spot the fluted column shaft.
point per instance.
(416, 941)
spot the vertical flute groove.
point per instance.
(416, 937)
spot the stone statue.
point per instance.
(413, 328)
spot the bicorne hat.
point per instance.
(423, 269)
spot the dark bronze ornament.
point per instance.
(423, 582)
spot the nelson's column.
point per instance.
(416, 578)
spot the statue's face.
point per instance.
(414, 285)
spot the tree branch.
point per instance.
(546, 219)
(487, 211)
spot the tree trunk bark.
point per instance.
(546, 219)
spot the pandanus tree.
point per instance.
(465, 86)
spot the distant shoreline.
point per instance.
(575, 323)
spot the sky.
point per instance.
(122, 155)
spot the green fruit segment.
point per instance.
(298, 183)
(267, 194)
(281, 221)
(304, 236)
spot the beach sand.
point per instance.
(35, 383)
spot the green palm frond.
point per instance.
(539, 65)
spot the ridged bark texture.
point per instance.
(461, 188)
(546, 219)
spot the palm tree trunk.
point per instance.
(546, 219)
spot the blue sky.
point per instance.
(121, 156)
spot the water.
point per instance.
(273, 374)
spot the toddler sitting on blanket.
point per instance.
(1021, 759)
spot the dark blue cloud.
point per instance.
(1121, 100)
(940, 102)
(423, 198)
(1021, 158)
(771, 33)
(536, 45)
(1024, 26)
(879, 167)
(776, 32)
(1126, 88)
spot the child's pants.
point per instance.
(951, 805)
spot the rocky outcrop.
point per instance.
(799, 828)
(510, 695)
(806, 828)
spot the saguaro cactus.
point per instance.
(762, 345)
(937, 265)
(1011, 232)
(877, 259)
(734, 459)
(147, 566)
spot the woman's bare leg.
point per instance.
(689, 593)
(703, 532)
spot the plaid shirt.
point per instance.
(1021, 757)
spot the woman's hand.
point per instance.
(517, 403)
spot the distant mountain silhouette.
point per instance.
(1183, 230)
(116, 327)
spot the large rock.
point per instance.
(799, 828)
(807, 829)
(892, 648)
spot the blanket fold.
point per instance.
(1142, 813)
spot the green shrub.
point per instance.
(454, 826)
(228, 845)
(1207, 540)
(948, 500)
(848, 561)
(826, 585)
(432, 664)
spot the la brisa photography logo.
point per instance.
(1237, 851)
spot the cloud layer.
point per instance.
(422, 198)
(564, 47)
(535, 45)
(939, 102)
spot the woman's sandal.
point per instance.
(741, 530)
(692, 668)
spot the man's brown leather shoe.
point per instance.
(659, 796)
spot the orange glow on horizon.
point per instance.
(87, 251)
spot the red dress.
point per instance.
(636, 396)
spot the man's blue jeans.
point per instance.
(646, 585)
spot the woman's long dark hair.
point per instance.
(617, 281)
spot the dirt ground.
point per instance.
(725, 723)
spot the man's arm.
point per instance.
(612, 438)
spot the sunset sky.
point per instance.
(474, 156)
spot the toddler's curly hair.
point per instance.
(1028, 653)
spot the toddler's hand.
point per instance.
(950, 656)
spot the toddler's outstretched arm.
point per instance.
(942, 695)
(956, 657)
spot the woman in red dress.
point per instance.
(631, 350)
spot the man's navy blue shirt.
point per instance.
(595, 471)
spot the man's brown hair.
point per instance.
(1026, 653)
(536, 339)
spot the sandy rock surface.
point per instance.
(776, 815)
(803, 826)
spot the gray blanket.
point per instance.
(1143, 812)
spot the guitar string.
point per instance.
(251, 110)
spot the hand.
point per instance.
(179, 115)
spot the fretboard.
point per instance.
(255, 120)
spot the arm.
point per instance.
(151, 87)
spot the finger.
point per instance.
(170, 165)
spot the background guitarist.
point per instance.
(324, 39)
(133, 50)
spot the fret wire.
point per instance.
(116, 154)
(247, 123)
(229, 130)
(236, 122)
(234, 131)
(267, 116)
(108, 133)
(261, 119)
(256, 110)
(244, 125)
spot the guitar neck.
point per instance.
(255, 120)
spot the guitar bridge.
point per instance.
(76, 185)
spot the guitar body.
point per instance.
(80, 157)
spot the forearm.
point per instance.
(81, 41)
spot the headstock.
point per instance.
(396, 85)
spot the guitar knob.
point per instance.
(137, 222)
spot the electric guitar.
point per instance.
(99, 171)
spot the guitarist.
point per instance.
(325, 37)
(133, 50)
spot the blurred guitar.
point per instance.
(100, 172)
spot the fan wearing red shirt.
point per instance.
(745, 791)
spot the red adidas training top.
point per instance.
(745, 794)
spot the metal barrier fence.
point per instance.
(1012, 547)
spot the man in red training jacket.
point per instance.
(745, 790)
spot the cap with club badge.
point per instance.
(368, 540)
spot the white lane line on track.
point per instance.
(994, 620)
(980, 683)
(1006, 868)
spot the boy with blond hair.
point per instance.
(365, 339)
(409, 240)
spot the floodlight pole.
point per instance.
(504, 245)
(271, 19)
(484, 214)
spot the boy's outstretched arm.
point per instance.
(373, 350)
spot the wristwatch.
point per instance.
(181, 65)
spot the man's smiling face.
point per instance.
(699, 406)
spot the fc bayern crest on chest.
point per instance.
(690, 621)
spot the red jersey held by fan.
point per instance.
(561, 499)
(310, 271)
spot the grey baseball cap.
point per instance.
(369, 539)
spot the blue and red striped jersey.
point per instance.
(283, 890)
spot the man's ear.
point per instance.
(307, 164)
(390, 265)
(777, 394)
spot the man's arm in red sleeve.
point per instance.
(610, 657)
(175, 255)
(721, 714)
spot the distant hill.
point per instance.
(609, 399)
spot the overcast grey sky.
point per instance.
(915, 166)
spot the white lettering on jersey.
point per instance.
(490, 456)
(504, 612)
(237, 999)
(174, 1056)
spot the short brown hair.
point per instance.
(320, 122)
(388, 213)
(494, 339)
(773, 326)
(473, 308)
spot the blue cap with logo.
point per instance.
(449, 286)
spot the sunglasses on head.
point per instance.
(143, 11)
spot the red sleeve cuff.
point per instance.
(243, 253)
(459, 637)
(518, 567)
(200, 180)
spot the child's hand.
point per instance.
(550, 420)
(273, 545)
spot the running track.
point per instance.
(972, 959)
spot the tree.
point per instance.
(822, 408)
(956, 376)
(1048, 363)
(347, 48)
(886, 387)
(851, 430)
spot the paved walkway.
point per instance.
---*---
■ AIM OF THE TASK
Repeat the whole listing verbatim.

■ EXERCISE ANSWER
spot the fluted column shaft.
point per instance.
(416, 941)
spot the vertical flute groove.
point per instance.
(416, 937)
spot the stone statue.
point per instance.
(413, 328)
spot the bicorne hat.
point per instance.
(423, 269)
spot the dark bronze ornament.
point per instance.
(423, 582)
spot the nelson's column.
point per instance.
(416, 578)
spot the statue's face.
point per instance.
(414, 285)
spot the tree branch.
point per instance.
(546, 219)
(487, 211)
spot the tree trunk bark.
point per instance.
(546, 219)
spot the pandanus tree.
point per instance.
(465, 86)
spot the distant shoreline.
point per instance.
(575, 323)
spot the sky.
point per instance.
(122, 155)
spot the green fruit segment.
point per instance.
(298, 183)
(267, 194)
(281, 221)
(304, 236)
spot the beach sand.
point per instance.
(35, 383)
spot the green palm frond.
point per instance.
(539, 65)
spot the ridged bark texture.
point per instance.
(461, 188)
(546, 219)
spot the palm tree trunk.
point per instance.
(546, 219)
spot the blue sky.
point per instance.
(121, 156)
spot the water.
point per instance.
(273, 374)
spot the toddler sitting on blanket.
point per instance.
(1021, 759)
spot the dark blue cloud.
point per instance.
(1121, 100)
(940, 102)
(423, 198)
(1021, 158)
(771, 33)
(536, 45)
(1024, 26)
(879, 167)
(776, 32)
(1126, 88)
spot the child's pants.
point per instance.
(951, 805)
spot the rocky outcrop.
point per instance.
(799, 828)
(510, 695)
(806, 828)
spot the saguaro cactus.
point per instance.
(762, 345)
(937, 265)
(1011, 232)
(877, 259)
(734, 459)
(147, 566)
spot the woman's bare leg.
point per instance.
(689, 593)
(703, 532)
spot the plaid shirt.
point per instance.
(1021, 757)
spot the woman's hand.
point per instance.
(517, 403)
spot the distant mountain silhouette.
point per instance.
(1183, 230)
(116, 327)
spot the large rock.
point per instance.
(799, 828)
(807, 829)
(892, 648)
spot the blanket fold.
point per instance.
(1142, 813)
spot the green shrub.
point per instance.
(454, 826)
(228, 845)
(1207, 540)
(948, 500)
(848, 561)
(826, 585)
(432, 664)
spot the la brisa photography logo.
point per instance.
(1237, 851)
spot the cloud layer.
point per instance.
(422, 198)
(564, 47)
(535, 45)
(939, 102)
spot the woman's sandal.
point per instance.
(741, 530)
(692, 668)
spot the man's brown leather shoe.
point per instance.
(659, 796)
spot the orange glow on horizon.
point per instance.
(87, 251)
spot the red dress.
point per instance.
(636, 396)
spot the man's blue jeans.
point per instance.
(646, 585)
spot the woman's long dark hair.
point per instance.
(617, 281)
spot the dirt ground.
point per instance.
(725, 723)
spot the man's arm.
point per instance.
(612, 438)
spot the sunset sky.
point per instance.
(474, 156)
spot the toddler's curly hair.
point per instance.
(1028, 653)
spot the toddler's hand.
point per instance.
(950, 656)
spot the toddler's outstretched arm.
point per instance.
(942, 695)
(956, 657)
spot the woman in red dress.
point per instance.
(631, 350)
spot the man's navy blue shirt.
point per instance.
(595, 471)
spot the man's brown hair.
point per instance.
(1026, 653)
(536, 339)
spot the sandy rock surface.
point per instance.
(776, 815)
(803, 826)
spot the gray blanket.
point per instance.
(1143, 812)
spot the guitar string.
point per instance.
(251, 110)
spot the hand.
point per instance.
(179, 115)
spot the fretboard.
point per instance.
(255, 120)
spot the arm.
point per instance.
(151, 87)
spot the finger.
point per instance.
(170, 165)
spot the background guitarist.
point per instance.
(324, 39)
(133, 50)
spot the fret wire.
point per instance.
(116, 154)
(247, 123)
(229, 130)
(236, 122)
(234, 131)
(267, 116)
(108, 133)
(261, 119)
(256, 110)
(244, 125)
spot the guitar neck.
point per instance.
(255, 120)
spot the guitar bridge.
point per instance.
(76, 185)
spot the guitar body.
point per instance.
(80, 157)
spot the forearm.
point per instance.
(81, 41)
spot the headstock.
point per instance.
(396, 85)
spot the guitar knob.
point per instance.
(137, 222)
spot the electric guitar.
point per instance.
(99, 171)
spot the guitarist.
point per instance.
(325, 37)
(133, 50)
spot the blurred guitar.
point per instance.
(100, 172)
spot the fan wearing red shirt.
point per instance.
(745, 791)
spot the red adidas training top.
point per instance.
(745, 794)
spot the metal barrier fence.
point per instance.
(1012, 547)
spot the man in red training jacket.
point per instance.
(745, 790)
spot the cap with club badge.
point per instance.
(368, 540)
spot the white lane line on track.
point per instance.
(994, 620)
(980, 683)
(1006, 868)
spot the boy with blond hair.
point per instance.
(365, 339)
(409, 240)
spot the floodlight pole.
point per instance.
(504, 245)
(271, 19)
(484, 214)
spot the boy's outstretched arm.
point per instance.
(373, 350)
spot the wristwatch.
point per instance.
(181, 65)
spot the man's smiling face.
point per instance.
(699, 406)
spot the fc bayern crest on chest.
point per instance.
(690, 621)
spot the red jersey held by fan.
point per instance.
(561, 499)
(310, 271)
spot the grey baseball cap.
point per instance.
(369, 539)
spot the blue and red striped jersey.
point per instance.
(283, 890)
spot the man's ear.
point per instance.
(307, 164)
(390, 265)
(777, 394)
spot the man's arm in red sleeve.
point per instance.
(610, 657)
(175, 255)
(721, 714)
spot the distant hill.
point per instance.
(609, 399)
spot the overcast grey sky.
point per instance.
(915, 166)
spot the white lettering on jersey.
point per instance.
(490, 456)
(504, 612)
(237, 999)
(174, 1056)
spot the short brown hair.
point per instance.
(320, 122)
(388, 213)
(494, 339)
(773, 326)
(473, 308)
spot the blue cap with logo.
point per instance.
(449, 286)
spot the sunglasses on head.
point per instance.
(143, 11)
spot the red sleeve cuff.
point per instance.
(243, 253)
(459, 637)
(518, 567)
(200, 180)
spot the child's hand.
point per instance.
(550, 420)
(273, 545)
spot the running track.
point per instance.
(972, 959)
spot the tree.
point per instance.
(822, 408)
(956, 376)
(1048, 363)
(347, 48)
(886, 387)
(851, 430)
spot the paved walkway.
point per instance.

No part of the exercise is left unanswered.